Task objective |
Copy the records below from the line containing "Round 1, clue: Find the bird's brown" through the line containing "[902,0,1145,341]", keeping every line in that span. Shift each bounding-box coordinate by adding 99 to it, and leave all other text unchanged.

## BEGIN Rows

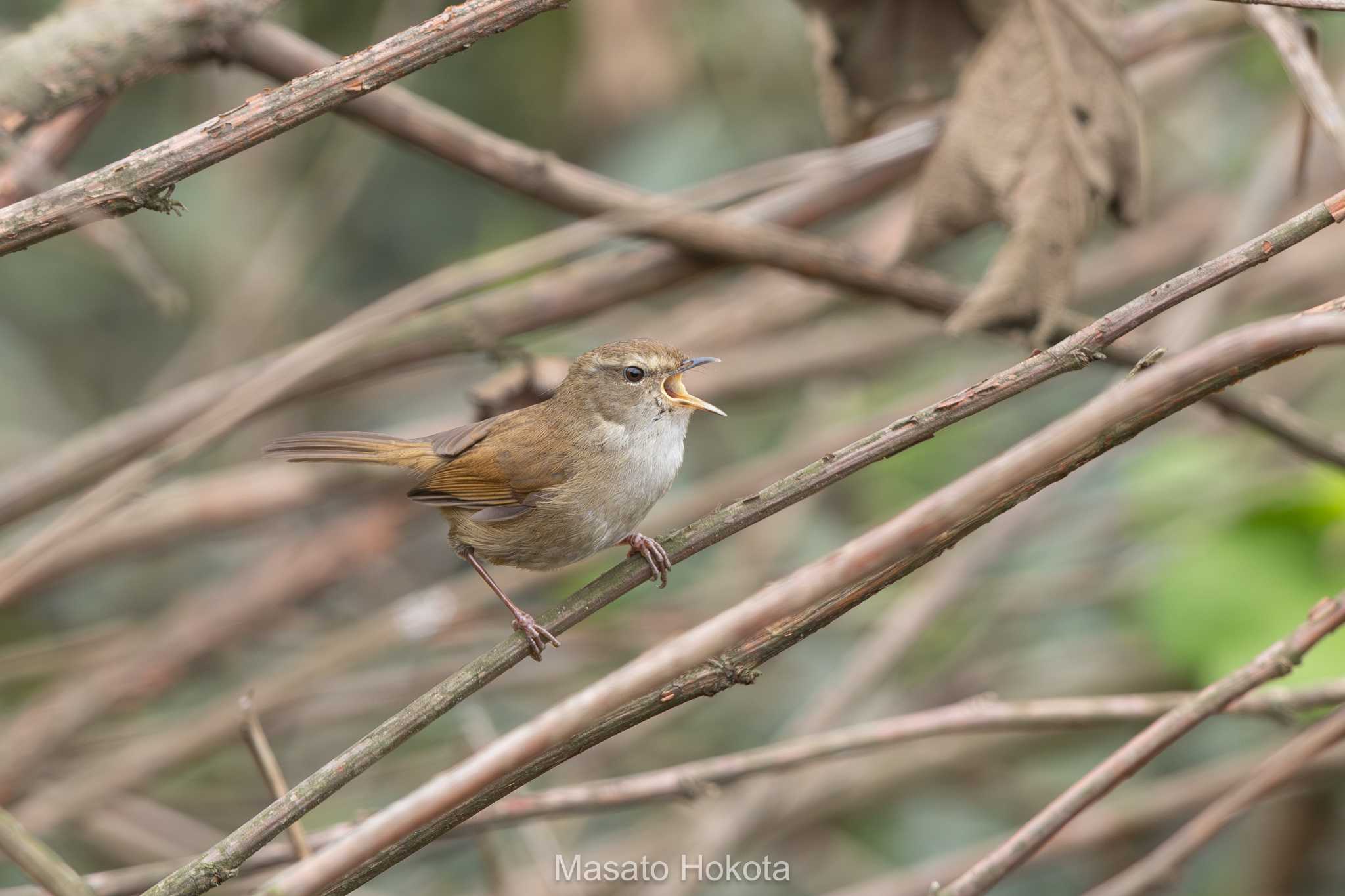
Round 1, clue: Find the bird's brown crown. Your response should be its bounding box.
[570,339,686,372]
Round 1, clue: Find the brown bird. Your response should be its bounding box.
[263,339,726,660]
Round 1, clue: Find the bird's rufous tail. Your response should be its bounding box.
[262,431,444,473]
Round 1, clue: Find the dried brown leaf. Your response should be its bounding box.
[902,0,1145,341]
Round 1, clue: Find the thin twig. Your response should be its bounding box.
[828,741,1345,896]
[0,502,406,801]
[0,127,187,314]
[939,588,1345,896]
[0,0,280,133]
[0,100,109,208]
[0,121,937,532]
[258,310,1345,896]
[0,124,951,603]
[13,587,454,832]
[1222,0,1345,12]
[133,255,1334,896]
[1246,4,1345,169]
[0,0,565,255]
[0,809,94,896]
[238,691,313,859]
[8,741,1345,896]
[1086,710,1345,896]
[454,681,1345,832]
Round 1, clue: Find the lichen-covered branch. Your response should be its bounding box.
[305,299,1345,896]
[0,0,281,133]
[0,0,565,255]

## END Rows
## BEGIN Rows

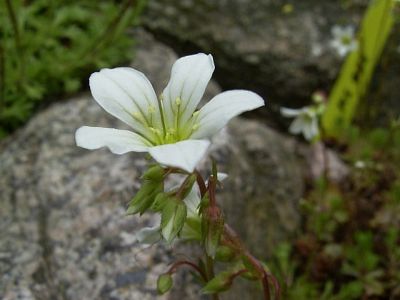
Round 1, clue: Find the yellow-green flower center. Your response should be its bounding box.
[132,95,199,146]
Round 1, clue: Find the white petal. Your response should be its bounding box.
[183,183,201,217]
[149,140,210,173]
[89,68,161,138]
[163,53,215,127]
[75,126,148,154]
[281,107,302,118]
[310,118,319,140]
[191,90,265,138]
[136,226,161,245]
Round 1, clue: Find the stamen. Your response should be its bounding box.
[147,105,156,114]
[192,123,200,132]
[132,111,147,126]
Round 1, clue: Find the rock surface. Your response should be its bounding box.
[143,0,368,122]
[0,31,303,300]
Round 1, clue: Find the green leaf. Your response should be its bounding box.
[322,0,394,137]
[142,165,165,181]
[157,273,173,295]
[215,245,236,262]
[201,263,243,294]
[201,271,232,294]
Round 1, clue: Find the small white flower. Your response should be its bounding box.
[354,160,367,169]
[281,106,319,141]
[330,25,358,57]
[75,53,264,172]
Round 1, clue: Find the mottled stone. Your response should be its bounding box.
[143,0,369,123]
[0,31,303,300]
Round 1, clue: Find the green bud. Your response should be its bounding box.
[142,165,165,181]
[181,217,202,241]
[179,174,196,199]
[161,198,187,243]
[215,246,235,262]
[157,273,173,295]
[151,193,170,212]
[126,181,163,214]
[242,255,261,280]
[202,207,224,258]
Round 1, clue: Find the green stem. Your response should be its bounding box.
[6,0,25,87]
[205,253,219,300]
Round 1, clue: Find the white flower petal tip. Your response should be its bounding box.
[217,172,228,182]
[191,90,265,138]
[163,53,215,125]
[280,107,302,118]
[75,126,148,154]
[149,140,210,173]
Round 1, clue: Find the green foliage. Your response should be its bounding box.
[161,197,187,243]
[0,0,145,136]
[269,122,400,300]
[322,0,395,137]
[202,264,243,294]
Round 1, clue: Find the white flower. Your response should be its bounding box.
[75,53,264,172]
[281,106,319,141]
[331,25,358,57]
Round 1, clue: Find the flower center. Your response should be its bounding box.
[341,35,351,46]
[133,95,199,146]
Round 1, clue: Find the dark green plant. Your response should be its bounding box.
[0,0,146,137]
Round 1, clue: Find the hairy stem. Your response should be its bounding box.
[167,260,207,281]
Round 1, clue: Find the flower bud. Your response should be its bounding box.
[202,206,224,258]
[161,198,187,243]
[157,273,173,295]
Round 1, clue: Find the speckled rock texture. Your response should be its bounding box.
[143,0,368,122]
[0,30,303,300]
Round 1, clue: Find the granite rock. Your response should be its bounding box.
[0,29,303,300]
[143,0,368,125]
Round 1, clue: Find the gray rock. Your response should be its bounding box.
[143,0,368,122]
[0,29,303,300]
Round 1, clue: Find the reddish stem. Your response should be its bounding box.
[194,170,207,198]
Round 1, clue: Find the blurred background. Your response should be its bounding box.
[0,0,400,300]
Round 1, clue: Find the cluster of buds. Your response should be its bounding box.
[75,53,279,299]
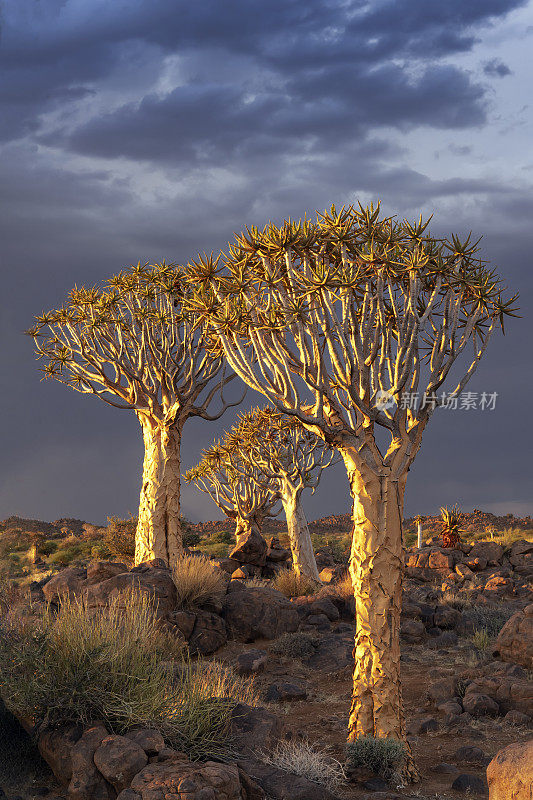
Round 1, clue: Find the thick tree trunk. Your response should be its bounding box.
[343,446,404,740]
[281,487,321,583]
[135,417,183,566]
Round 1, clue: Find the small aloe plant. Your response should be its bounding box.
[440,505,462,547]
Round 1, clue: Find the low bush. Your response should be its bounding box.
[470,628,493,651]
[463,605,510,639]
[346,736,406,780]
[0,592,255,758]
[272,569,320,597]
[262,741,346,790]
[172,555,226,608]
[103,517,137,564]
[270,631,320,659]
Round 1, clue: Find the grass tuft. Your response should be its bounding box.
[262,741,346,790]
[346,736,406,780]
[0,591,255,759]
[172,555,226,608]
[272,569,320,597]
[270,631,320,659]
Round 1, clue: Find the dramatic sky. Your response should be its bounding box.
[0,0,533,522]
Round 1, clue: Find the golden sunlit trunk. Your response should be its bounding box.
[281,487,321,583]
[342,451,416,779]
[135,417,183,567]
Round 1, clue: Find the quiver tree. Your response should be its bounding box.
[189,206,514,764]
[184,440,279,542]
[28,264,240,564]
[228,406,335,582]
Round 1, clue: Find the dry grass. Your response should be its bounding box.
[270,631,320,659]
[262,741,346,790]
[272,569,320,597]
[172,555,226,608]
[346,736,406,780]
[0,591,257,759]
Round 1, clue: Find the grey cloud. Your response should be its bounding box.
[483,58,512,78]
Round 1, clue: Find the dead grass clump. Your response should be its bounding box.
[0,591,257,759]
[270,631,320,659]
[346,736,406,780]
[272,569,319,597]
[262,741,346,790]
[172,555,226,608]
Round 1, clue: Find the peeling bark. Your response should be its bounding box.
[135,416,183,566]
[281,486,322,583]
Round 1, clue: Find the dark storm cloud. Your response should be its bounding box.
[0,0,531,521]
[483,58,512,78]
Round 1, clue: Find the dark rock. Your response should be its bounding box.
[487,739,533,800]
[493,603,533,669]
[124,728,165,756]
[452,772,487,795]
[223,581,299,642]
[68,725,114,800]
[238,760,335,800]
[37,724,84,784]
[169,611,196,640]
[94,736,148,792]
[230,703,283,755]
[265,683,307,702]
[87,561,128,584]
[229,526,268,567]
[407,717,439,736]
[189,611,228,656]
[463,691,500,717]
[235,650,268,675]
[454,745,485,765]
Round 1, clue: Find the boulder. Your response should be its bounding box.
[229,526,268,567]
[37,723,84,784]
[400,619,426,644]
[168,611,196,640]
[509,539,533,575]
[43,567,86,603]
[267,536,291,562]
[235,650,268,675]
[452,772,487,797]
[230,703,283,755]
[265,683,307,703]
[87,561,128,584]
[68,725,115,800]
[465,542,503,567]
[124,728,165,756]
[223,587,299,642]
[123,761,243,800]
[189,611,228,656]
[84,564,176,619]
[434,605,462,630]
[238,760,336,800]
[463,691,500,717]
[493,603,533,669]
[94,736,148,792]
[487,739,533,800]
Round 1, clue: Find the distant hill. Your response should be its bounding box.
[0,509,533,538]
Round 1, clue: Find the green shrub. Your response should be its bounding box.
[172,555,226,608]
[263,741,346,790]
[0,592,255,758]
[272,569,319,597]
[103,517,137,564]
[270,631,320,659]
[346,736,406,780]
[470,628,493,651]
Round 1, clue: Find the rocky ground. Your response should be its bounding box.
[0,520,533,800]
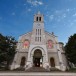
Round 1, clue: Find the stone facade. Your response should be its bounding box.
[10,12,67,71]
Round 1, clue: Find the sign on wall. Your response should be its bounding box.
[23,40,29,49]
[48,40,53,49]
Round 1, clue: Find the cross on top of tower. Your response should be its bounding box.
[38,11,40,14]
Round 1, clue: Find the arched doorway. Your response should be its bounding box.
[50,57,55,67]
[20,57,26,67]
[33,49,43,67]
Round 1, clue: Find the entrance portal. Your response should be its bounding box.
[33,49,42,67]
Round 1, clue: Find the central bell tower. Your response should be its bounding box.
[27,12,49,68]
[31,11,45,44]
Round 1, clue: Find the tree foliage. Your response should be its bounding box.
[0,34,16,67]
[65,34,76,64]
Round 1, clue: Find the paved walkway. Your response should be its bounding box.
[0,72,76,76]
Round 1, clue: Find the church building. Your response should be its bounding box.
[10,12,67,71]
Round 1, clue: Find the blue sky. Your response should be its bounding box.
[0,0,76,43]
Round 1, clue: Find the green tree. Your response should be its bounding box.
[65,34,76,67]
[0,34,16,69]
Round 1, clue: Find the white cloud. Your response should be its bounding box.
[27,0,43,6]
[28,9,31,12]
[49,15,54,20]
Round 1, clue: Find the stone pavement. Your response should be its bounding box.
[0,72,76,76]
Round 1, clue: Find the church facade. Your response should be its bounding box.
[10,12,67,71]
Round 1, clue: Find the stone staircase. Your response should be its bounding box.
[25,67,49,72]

## END Rows

Task result |
Round 1, clue: Find the bird's brown crown. Your response should be its bounding box.
[669,438,785,471]
Round 1, clue: Find the brown bird. Your response should be its bounding box.
[362,438,825,759]
Round 1, clue: Find the bird's rufous tail. Your response should be its bounding box.
[361,530,543,572]
Round 1, clue: Find the dried brown leaf. Your response should be its bounding box.
[1001,99,1244,440]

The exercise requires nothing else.